:: Excerpted records ::
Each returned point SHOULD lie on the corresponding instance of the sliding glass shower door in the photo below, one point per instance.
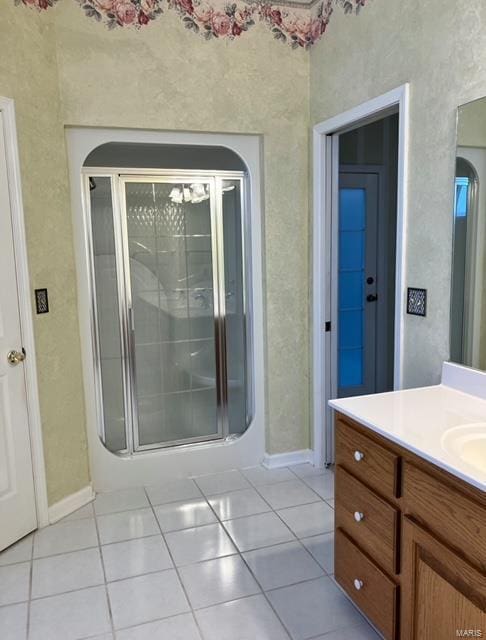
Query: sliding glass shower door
(175, 286)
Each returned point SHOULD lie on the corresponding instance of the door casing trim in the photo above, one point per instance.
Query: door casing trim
(322, 207)
(7, 107)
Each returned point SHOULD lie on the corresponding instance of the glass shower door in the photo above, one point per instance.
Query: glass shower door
(171, 271)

:: Required task ::
Copy out every line of the records above word for word, with nothing left out or changed, but omit the pictures.

:: Answer to this task ::
Each returned point SHOULD lie on the corresponding instance of the sliding glass shower door in the photo below, one point per instance.
Query: sliding glass shower door
(175, 286)
Each returned point SHOULD lie on the corresponding instance of the door casing trim in the photo above, one point per instance.
Query: door casing trim
(322, 207)
(7, 107)
Each returned point SHOULD lie on the corresponding instance of the glass shower door in the photo above, one point per instance.
Query: glass shower door
(171, 271)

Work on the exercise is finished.